──────── Records for this exercise ────────

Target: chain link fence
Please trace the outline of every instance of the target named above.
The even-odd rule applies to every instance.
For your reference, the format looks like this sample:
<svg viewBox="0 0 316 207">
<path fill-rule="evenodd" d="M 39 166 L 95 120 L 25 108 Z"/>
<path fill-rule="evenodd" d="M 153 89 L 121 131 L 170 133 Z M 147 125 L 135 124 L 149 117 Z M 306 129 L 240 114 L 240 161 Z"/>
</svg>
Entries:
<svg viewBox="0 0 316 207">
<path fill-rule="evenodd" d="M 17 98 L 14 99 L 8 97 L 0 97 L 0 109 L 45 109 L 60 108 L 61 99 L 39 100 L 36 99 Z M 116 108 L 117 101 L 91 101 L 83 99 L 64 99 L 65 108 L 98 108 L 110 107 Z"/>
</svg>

────────
──────── Records for this exercise ────────

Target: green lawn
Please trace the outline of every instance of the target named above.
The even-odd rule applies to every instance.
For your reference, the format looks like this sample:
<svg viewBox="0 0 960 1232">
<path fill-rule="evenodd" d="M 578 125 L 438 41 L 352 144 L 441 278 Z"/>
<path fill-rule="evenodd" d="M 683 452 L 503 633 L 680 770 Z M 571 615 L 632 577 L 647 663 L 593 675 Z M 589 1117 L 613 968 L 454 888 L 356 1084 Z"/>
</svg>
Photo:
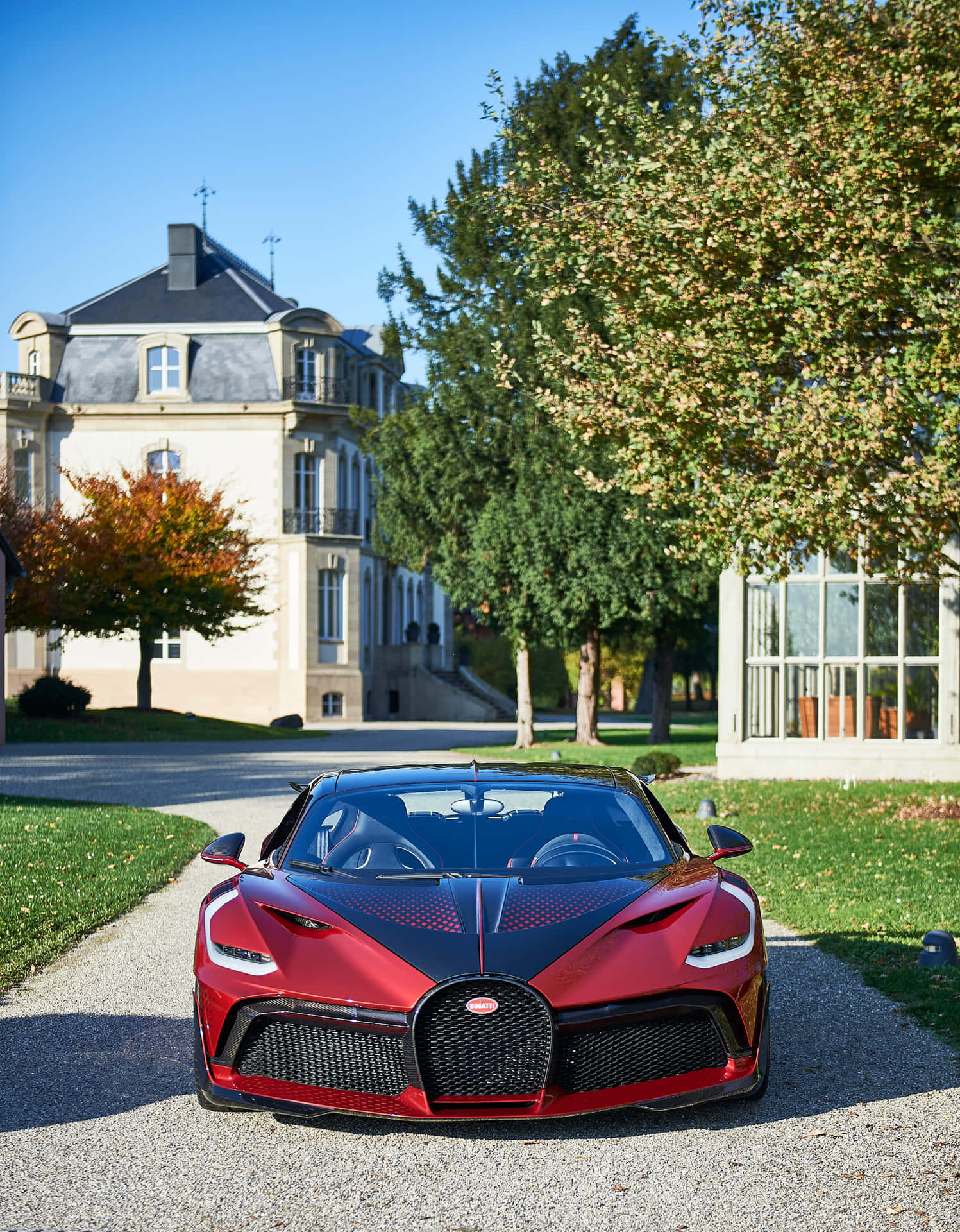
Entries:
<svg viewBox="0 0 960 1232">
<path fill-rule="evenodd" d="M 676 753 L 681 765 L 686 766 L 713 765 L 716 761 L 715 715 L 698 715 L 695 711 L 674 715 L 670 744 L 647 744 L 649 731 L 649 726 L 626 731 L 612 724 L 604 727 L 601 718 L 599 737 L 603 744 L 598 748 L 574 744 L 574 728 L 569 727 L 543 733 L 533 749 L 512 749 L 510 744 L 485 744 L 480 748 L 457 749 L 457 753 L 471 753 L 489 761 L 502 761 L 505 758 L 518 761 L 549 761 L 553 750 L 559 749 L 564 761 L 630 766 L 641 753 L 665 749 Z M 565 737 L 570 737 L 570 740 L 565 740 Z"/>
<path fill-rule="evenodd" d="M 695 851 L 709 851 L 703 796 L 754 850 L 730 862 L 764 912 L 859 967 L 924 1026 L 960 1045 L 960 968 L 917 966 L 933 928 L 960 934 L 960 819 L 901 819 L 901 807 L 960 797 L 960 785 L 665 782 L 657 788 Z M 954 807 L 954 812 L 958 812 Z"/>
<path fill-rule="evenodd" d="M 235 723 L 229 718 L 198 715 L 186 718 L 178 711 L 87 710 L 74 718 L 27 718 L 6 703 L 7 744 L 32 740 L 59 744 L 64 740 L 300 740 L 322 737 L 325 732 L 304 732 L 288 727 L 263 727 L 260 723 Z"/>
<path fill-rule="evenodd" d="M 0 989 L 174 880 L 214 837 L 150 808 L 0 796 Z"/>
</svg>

────────
──────── Records for this exercise ────────

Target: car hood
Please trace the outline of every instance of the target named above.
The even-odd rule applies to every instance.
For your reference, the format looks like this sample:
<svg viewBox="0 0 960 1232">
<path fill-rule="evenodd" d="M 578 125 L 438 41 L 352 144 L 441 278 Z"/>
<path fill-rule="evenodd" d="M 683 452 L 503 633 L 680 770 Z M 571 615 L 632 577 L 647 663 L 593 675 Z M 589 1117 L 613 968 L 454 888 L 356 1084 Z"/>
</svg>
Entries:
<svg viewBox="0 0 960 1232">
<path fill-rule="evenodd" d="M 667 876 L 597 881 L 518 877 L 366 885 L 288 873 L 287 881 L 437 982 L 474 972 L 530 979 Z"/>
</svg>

────────

#### What is expected:
Retype the stretch of the records that opens with the line containing "Target: chain link fence" and closes with the line containing "39 166 L 95", including both of those lines, with every character kept the same.

#### Reply:
Target: chain link fence
Please trace the outline of every instance of the target named above.
The even-odd rule applies to every instance.
For your reference, the format looks like this sample:
<svg viewBox="0 0 316 207">
<path fill-rule="evenodd" d="M 39 166 L 95 120 L 25 108 Z"/>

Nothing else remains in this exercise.